"""
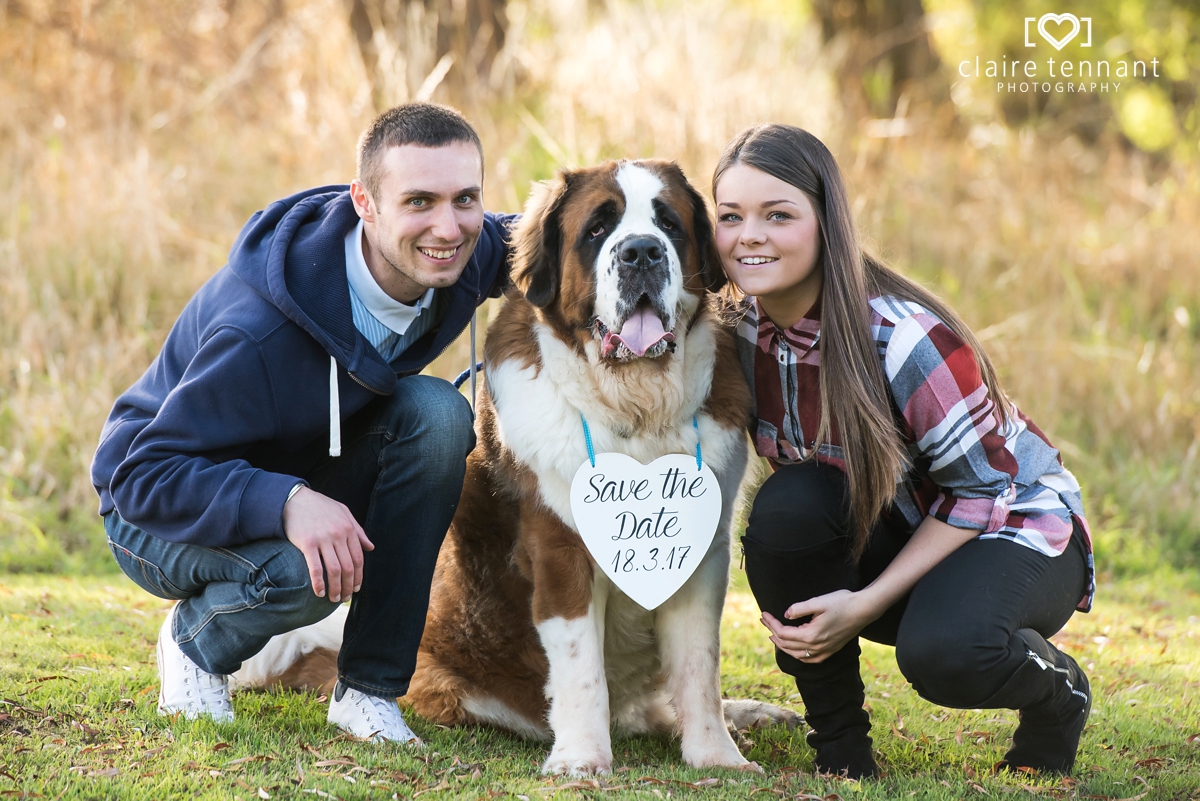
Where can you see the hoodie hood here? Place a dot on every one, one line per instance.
(292, 253)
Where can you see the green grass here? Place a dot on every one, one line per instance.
(78, 721)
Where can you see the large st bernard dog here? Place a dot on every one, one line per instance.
(611, 318)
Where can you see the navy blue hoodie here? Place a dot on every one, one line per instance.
(199, 449)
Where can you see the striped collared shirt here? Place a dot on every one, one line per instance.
(967, 469)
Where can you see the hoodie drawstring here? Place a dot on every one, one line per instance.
(335, 411)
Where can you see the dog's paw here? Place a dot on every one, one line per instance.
(714, 748)
(742, 715)
(577, 762)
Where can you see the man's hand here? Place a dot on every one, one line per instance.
(330, 540)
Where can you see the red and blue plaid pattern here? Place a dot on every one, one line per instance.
(966, 468)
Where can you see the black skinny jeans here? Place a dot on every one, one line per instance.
(966, 633)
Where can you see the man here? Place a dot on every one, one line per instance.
(282, 453)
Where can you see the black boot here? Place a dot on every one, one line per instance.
(833, 706)
(1048, 735)
(832, 690)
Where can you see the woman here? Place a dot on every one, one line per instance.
(910, 503)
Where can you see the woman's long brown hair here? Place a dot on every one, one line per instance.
(853, 387)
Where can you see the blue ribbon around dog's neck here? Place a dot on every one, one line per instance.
(592, 450)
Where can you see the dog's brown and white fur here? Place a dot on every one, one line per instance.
(523, 631)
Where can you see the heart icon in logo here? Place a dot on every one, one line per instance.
(1059, 43)
(647, 525)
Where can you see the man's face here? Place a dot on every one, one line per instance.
(423, 227)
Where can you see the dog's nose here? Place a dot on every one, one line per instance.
(641, 251)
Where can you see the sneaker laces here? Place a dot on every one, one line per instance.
(213, 690)
(382, 715)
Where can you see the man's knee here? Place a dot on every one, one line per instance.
(288, 586)
(433, 419)
(949, 666)
(799, 506)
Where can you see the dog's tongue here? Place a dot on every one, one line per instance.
(642, 331)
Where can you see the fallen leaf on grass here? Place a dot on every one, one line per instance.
(442, 786)
(256, 758)
(709, 781)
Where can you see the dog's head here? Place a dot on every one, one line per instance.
(621, 253)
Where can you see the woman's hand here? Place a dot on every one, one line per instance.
(837, 619)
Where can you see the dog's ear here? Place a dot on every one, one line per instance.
(712, 275)
(538, 242)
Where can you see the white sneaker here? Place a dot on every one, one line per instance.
(370, 717)
(184, 686)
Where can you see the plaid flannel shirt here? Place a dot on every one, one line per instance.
(966, 469)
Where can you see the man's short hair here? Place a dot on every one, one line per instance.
(427, 125)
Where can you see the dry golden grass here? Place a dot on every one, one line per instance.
(136, 138)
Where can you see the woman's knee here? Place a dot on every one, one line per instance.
(799, 506)
(951, 667)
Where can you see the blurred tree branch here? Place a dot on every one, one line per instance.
(405, 44)
(885, 53)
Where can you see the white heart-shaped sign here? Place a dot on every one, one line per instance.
(1059, 43)
(647, 525)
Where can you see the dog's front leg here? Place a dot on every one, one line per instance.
(689, 626)
(570, 622)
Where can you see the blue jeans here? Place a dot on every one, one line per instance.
(401, 470)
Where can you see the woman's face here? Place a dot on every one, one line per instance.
(769, 241)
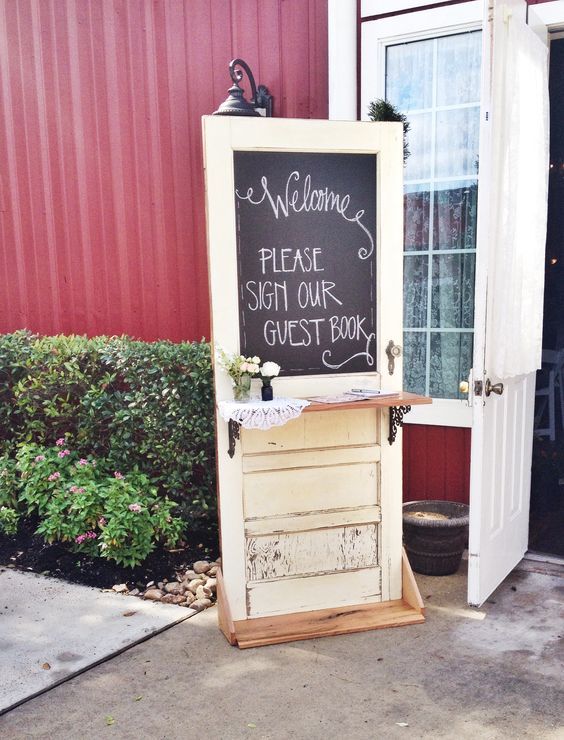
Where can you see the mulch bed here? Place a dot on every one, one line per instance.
(27, 551)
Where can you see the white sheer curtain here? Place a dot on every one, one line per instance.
(520, 140)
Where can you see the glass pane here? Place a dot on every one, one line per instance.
(414, 369)
(416, 204)
(456, 152)
(452, 291)
(409, 75)
(455, 214)
(419, 162)
(458, 62)
(415, 275)
(451, 360)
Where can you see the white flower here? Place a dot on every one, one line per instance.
(270, 370)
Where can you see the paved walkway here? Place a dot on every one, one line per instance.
(51, 630)
(494, 672)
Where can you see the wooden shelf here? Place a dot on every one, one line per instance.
(403, 399)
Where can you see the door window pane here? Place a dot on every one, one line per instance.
(416, 279)
(452, 291)
(416, 220)
(451, 358)
(415, 371)
(410, 75)
(436, 83)
(455, 214)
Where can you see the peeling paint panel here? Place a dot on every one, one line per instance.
(316, 592)
(302, 553)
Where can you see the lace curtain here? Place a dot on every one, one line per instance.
(436, 82)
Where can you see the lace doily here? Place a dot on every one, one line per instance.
(262, 414)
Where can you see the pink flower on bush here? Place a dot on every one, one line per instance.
(86, 536)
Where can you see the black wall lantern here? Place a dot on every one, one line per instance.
(236, 105)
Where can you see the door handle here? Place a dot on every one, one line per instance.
(496, 388)
(392, 351)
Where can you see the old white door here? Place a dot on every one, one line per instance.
(310, 512)
(507, 286)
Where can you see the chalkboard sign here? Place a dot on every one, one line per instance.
(306, 259)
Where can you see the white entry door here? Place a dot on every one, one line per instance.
(508, 296)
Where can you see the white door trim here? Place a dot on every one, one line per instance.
(375, 37)
(342, 52)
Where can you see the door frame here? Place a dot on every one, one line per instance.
(378, 35)
(543, 18)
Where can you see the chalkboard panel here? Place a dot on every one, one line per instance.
(306, 259)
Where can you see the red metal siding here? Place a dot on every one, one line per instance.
(436, 463)
(102, 226)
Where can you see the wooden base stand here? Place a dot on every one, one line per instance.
(323, 622)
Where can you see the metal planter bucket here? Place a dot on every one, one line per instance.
(435, 535)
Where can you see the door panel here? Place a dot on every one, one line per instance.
(500, 515)
(503, 425)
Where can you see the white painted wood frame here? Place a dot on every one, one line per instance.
(376, 35)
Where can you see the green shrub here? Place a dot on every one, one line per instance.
(140, 406)
(9, 504)
(79, 502)
(9, 519)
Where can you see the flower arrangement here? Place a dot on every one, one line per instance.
(241, 370)
(268, 371)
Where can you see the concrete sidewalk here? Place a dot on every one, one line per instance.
(51, 630)
(494, 672)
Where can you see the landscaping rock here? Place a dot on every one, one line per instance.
(194, 585)
(174, 588)
(202, 592)
(153, 594)
(201, 566)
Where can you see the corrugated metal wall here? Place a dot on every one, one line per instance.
(436, 463)
(102, 224)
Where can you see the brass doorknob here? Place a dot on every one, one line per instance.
(496, 388)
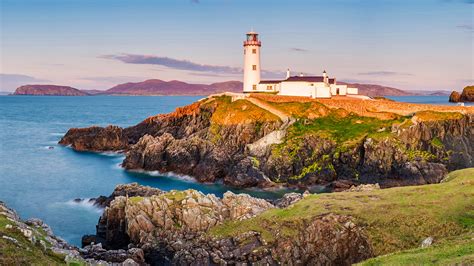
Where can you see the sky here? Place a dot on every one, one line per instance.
(96, 44)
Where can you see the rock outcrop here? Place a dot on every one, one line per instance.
(173, 228)
(455, 97)
(219, 140)
(467, 95)
(31, 238)
(48, 90)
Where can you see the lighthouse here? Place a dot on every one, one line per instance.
(251, 62)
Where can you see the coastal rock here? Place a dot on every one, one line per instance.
(217, 140)
(171, 228)
(243, 206)
(467, 95)
(364, 188)
(126, 190)
(32, 236)
(288, 199)
(110, 138)
(455, 97)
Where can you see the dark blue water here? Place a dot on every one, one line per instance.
(42, 182)
(439, 100)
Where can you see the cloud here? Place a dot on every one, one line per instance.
(172, 63)
(299, 50)
(469, 2)
(467, 27)
(384, 73)
(9, 82)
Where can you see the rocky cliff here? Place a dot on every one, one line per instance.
(31, 241)
(50, 90)
(467, 95)
(173, 228)
(219, 139)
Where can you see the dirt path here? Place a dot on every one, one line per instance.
(284, 117)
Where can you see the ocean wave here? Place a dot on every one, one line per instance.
(57, 134)
(49, 147)
(85, 203)
(186, 178)
(111, 153)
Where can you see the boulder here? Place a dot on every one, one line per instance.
(467, 94)
(455, 97)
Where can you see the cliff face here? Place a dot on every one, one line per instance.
(173, 228)
(51, 90)
(217, 139)
(467, 95)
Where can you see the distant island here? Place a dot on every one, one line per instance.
(467, 95)
(50, 90)
(160, 87)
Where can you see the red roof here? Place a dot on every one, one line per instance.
(270, 81)
(306, 78)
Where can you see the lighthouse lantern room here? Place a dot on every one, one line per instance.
(251, 62)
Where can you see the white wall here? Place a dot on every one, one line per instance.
(342, 89)
(352, 91)
(299, 88)
(262, 87)
(251, 77)
(323, 92)
(306, 89)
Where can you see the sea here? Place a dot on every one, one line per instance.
(39, 178)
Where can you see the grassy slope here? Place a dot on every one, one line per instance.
(395, 219)
(28, 253)
(239, 112)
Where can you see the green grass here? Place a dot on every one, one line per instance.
(27, 253)
(395, 219)
(436, 142)
(456, 251)
(239, 112)
(341, 128)
(135, 199)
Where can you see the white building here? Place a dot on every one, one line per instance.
(308, 86)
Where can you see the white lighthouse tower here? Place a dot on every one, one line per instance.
(251, 62)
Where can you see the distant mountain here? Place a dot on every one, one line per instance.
(377, 90)
(51, 90)
(92, 92)
(174, 87)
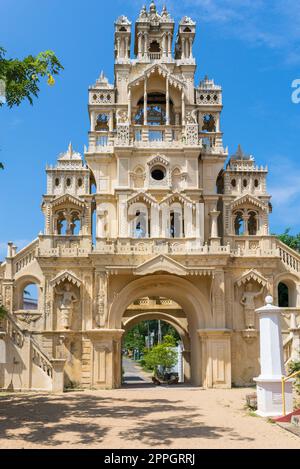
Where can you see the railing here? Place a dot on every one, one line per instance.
(289, 257)
(154, 55)
(17, 336)
(63, 252)
(25, 256)
(40, 359)
(159, 247)
(14, 331)
(284, 379)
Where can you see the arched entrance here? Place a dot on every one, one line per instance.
(191, 300)
(170, 314)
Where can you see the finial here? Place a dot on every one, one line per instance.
(152, 7)
(269, 300)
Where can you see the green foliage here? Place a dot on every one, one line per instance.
(295, 366)
(22, 77)
(161, 356)
(293, 241)
(2, 312)
(135, 338)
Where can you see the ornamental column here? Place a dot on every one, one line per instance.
(145, 102)
(214, 238)
(169, 45)
(139, 46)
(129, 106)
(167, 102)
(183, 48)
(269, 396)
(191, 47)
(183, 107)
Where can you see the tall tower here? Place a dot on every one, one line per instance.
(155, 145)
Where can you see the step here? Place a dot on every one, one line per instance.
(295, 420)
(287, 418)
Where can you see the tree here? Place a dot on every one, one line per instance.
(161, 357)
(20, 78)
(2, 311)
(293, 241)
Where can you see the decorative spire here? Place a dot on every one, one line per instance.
(152, 7)
(164, 12)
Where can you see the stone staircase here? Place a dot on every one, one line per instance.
(290, 422)
(30, 368)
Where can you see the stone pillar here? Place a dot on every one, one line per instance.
(123, 222)
(188, 213)
(58, 375)
(269, 397)
(129, 106)
(3, 359)
(183, 107)
(191, 47)
(145, 102)
(154, 227)
(140, 46)
(111, 121)
(180, 363)
(106, 358)
(165, 221)
(216, 357)
(200, 222)
(295, 356)
(167, 102)
(169, 45)
(214, 238)
(183, 48)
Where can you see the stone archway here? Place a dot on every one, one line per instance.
(188, 296)
(175, 323)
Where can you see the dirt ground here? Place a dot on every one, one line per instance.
(137, 417)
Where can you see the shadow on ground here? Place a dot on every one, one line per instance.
(47, 420)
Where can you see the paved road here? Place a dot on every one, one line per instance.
(137, 417)
(133, 374)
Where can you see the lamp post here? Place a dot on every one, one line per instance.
(268, 383)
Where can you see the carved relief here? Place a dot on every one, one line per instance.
(248, 304)
(66, 305)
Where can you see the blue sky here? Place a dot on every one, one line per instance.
(251, 48)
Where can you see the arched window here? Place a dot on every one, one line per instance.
(209, 123)
(156, 110)
(75, 225)
(138, 178)
(140, 228)
(62, 225)
(154, 47)
(239, 224)
(283, 295)
(176, 221)
(102, 123)
(30, 296)
(176, 178)
(252, 223)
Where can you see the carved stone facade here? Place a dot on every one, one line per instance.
(149, 224)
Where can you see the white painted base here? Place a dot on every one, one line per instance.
(269, 397)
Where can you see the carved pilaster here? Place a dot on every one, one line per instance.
(100, 315)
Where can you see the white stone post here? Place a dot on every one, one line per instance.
(145, 103)
(183, 108)
(167, 102)
(180, 363)
(269, 396)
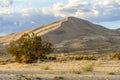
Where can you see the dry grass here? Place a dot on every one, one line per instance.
(69, 70)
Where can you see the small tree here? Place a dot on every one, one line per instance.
(29, 48)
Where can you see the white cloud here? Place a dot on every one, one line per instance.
(97, 10)
(5, 3)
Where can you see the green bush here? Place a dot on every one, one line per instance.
(29, 48)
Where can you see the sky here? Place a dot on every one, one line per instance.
(19, 15)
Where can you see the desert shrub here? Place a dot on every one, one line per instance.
(116, 56)
(29, 48)
(84, 57)
(87, 67)
(44, 67)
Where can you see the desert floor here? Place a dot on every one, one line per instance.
(69, 70)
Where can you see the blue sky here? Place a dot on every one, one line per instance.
(18, 15)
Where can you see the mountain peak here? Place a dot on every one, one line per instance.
(66, 29)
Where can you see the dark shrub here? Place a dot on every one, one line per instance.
(29, 48)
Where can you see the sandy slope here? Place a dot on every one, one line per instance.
(63, 70)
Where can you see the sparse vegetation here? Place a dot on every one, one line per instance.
(76, 71)
(58, 78)
(44, 67)
(29, 48)
(115, 56)
(111, 73)
(87, 67)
"""
▶ **What you have to do**:
Print, exactly as they appear above, the lines running from the one with "Where can you see the white cloud" through the final line.

▶ **Answer to this exercise**:
Where can you see the white cloud here? Place a dot on every one, one line per instance.
(97, 10)
(5, 3)
Where can you see the green bush here? Place a dot on every one, one line per instance.
(29, 48)
Where can you see the sky here? Place a dot on every one, one line per instance.
(19, 15)
Where can you see the desert shrub here? Place a dot on every one, one line per instance.
(116, 56)
(29, 48)
(84, 57)
(87, 67)
(44, 67)
Where can you see the desert floor here? Place a dot on every one, one line per instance.
(69, 70)
Where can you see the blue sky here? Place a dot on every one, one line per instance.
(18, 15)
Where can you see the mountain peak here? Place a dot on every one, one line per instance.
(66, 29)
Where can you see the dark shrub here? Place a dot on every one, one line per instance.
(29, 48)
Where can you see the sandy slope here? Place a dot on every one, one line per instance.
(63, 70)
Where can you see the sparse vegetation here? Place a dot on every one, one line per instance.
(76, 71)
(58, 78)
(44, 67)
(29, 48)
(115, 56)
(111, 73)
(87, 67)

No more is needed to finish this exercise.